** Supplied data **
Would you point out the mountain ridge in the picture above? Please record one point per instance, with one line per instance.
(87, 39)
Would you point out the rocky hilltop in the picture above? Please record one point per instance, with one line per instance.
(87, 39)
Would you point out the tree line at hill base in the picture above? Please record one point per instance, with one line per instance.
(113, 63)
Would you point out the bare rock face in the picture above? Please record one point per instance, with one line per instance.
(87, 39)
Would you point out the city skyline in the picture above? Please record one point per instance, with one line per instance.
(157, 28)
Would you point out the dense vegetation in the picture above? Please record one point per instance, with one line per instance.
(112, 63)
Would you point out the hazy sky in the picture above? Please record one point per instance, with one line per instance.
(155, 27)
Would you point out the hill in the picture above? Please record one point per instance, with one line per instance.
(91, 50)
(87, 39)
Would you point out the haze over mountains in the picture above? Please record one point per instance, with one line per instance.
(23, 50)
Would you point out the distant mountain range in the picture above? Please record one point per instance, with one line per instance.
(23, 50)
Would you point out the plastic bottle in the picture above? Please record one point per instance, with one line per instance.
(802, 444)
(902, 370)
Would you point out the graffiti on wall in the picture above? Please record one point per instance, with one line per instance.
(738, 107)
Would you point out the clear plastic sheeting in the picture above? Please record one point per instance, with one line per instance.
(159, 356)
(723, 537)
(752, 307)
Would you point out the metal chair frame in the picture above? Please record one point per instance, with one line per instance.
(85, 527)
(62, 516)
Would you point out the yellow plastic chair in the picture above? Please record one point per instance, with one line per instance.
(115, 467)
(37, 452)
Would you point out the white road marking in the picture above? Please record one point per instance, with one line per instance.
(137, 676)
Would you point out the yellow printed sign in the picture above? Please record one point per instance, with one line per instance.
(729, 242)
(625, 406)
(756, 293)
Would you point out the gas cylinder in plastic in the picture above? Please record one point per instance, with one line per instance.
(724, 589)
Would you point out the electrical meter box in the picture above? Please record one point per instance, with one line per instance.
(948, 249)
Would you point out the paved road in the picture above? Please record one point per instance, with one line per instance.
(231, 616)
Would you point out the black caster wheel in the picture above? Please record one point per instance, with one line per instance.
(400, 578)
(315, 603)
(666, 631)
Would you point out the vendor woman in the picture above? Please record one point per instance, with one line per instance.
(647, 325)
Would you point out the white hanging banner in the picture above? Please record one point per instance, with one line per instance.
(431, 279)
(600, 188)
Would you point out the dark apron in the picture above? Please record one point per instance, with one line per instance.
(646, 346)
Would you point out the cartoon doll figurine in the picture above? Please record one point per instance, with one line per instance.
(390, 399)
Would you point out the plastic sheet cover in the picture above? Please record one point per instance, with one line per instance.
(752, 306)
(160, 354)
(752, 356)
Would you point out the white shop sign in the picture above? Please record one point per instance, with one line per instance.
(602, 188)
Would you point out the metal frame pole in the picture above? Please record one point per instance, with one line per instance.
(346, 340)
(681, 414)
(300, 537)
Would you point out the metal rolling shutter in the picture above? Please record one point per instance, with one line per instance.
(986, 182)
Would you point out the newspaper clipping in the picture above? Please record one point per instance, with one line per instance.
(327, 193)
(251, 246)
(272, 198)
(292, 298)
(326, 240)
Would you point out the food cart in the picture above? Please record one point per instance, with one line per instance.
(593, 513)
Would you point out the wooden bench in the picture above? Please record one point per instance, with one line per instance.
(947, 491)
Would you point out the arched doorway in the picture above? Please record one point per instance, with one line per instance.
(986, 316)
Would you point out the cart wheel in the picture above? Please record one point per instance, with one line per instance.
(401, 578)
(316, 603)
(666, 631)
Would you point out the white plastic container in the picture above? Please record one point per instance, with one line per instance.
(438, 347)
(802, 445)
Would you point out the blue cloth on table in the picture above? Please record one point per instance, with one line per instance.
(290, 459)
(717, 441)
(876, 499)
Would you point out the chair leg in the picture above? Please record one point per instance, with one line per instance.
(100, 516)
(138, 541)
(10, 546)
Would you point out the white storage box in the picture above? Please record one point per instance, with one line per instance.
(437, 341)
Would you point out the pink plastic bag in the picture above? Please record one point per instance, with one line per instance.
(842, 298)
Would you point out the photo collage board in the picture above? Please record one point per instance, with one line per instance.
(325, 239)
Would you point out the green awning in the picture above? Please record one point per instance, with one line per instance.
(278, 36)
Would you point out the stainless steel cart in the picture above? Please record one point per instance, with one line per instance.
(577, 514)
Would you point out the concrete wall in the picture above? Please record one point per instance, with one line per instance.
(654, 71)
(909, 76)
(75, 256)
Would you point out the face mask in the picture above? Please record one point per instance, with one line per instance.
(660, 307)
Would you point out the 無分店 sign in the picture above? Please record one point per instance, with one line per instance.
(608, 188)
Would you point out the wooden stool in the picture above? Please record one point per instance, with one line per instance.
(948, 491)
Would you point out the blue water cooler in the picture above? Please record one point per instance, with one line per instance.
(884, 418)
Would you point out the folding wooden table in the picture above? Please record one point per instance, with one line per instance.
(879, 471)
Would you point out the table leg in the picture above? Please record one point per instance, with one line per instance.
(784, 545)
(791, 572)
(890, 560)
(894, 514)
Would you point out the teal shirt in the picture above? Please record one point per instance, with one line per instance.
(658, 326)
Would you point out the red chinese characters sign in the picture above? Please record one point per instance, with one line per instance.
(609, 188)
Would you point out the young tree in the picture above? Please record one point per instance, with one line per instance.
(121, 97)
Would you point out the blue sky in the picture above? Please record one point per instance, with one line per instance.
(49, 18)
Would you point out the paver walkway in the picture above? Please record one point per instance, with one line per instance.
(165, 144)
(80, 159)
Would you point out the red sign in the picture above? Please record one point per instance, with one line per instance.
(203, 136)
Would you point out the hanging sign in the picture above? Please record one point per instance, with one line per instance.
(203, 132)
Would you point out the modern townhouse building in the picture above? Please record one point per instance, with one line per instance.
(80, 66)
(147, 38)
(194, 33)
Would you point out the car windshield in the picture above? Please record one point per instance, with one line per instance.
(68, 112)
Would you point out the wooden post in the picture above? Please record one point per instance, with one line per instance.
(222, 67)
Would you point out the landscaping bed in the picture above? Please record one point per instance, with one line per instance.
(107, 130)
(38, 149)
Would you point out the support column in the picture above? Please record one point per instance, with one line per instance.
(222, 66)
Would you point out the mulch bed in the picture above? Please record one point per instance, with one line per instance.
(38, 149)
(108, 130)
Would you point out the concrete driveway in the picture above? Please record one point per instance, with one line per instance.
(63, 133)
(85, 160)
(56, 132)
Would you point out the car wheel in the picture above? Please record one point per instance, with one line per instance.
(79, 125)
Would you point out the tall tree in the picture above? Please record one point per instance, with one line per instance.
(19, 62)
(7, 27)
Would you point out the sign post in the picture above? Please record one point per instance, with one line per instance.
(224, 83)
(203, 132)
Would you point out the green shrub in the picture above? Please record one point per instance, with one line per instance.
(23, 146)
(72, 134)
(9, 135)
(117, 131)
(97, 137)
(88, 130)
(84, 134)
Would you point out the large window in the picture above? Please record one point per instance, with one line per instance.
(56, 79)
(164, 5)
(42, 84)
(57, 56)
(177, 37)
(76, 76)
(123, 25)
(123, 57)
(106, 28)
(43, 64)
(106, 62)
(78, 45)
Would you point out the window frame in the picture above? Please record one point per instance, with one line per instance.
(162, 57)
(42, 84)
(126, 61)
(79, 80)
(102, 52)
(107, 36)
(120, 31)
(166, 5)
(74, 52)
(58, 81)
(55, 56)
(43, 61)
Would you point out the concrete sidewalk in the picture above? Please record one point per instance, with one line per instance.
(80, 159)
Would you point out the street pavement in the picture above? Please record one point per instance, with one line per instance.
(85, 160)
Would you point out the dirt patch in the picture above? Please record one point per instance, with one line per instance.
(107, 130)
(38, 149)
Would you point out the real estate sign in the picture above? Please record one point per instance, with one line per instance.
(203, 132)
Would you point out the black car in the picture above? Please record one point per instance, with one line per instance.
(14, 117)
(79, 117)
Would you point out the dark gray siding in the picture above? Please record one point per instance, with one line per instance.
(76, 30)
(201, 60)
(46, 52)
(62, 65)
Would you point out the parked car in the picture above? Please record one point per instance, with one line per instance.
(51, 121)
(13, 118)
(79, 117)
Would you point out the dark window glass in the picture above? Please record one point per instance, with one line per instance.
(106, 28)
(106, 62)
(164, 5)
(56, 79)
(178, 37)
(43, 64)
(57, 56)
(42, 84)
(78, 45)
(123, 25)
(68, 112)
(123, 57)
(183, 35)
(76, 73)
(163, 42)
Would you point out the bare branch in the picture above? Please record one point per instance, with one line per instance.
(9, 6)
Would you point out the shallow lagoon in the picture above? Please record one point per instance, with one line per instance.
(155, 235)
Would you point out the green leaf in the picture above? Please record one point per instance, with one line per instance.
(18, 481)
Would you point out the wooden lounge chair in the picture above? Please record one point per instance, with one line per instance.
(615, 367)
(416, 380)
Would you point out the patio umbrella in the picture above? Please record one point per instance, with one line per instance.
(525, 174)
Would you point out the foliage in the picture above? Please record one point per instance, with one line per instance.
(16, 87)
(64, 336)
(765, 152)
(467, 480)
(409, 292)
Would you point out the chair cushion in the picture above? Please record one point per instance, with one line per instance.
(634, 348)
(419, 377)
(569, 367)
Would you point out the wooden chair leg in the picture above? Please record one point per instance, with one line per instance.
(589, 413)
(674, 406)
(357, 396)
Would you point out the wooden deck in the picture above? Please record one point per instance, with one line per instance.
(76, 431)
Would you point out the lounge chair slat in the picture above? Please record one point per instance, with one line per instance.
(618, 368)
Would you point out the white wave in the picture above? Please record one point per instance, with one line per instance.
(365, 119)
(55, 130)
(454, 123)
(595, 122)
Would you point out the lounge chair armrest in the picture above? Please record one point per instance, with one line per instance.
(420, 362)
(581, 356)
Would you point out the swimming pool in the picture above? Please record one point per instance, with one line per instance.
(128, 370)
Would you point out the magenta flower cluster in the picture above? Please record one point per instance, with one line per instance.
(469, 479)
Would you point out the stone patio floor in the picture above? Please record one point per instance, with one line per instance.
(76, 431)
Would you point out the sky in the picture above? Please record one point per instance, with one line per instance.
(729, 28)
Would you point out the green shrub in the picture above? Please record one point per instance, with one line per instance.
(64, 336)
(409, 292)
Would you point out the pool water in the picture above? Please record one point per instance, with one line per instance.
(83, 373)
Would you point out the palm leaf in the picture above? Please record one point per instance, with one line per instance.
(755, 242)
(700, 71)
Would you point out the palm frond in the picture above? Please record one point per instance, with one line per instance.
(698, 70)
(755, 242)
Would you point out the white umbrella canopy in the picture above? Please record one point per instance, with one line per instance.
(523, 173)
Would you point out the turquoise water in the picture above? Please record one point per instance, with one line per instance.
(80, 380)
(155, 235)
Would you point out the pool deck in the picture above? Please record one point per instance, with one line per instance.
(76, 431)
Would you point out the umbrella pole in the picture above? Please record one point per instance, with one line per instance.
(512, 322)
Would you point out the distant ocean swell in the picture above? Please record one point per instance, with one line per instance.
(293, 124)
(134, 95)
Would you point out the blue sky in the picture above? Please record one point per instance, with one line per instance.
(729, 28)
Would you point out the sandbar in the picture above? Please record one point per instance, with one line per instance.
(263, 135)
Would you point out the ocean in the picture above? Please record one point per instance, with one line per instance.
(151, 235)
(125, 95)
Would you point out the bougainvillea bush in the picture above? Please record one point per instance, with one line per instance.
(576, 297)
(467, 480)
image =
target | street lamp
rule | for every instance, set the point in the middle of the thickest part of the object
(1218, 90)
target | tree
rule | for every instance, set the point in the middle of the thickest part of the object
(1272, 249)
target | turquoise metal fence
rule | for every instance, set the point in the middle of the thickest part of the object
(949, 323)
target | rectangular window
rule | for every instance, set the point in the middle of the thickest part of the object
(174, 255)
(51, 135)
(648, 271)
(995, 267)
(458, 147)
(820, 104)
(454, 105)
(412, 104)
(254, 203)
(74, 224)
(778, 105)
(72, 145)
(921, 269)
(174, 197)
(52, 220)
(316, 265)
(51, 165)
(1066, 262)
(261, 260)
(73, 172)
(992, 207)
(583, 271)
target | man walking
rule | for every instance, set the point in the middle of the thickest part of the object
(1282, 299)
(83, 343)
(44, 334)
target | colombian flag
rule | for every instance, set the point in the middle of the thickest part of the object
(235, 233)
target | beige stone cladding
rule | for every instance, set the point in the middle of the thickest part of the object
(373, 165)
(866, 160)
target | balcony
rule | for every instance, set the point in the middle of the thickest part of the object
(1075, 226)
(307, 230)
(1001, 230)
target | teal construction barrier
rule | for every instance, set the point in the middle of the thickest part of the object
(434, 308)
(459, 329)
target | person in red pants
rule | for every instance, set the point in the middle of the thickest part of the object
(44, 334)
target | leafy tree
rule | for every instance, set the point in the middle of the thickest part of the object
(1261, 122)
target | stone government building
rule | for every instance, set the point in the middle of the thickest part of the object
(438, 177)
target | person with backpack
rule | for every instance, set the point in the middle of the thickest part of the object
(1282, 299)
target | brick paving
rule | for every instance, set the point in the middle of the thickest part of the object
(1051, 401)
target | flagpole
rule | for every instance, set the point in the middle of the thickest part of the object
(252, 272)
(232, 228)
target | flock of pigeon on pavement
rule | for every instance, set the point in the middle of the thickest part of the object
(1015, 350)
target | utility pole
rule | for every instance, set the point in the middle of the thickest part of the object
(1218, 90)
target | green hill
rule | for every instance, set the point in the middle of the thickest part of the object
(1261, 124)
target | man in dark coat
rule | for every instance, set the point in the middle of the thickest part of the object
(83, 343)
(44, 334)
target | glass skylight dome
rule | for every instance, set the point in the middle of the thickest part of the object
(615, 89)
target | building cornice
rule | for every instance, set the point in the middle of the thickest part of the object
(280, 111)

** Your task **
Starting at the line containing "target | beige stone cladding" and ending at the line containing "(1015, 350)", lay out those lines of the listing as a numbered list. Leave out any blank lines.

** Finished task **
1. target | beige stone cladding
2. rule | for every instance, set the point in the middle of the thickest part of the object
3. (373, 165)
4. (866, 160)
5. target | balcony
6. rule | for every instance, set the point in the middle of the thickest part of the object
7. (1075, 226)
8. (307, 230)
9. (1001, 230)
10. target | teal construction barrier
11. rule | for every instance, set the point in the middle of the thickest part of the object
12. (434, 308)
13. (459, 329)
14. target | person in red pants
15. rule | for every instance, set the point in the middle of the thickest part of the object
16. (44, 334)
17. target | leafy tree
18. rule | for every instance, set the point in the middle of the thickest part of the object
19. (1261, 122)
20. target | stone government building
21. rule | for every instance, set the point in the middle of the thickest part of the object
22. (438, 177)
23. target | person with backpack
24. rule | for every instance, set the point in the middle of the thickest part of the object
25. (1282, 299)
26. target | brick paving
27. rule | for every instance, set the point in the middle of the thickest part of the object
28. (1051, 401)
29. target | flagpole
30. rule | for every instance, set the point in the middle of the thickest part of the object
31. (252, 272)
32. (232, 228)
33. target | flock of pigeon on pavement
34. rule | for every instance, set the point in the middle of the thickest part of the object
35. (1015, 350)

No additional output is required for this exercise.